== RECORDS PROVIDED ==

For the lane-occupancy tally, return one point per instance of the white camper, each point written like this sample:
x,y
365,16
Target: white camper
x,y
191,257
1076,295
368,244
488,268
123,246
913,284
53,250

===

▸ WHAT THE TASK REQUIRES:
The full data, repeated exactly, is the only acceptable output.

▸ ANSWER BELOW:
For the lane-occupancy tally, return one point per instance of the white camper, each point written like this sample:
x,y
365,16
Target: white camper
x,y
191,257
1076,295
368,244
488,268
123,246
913,284
53,250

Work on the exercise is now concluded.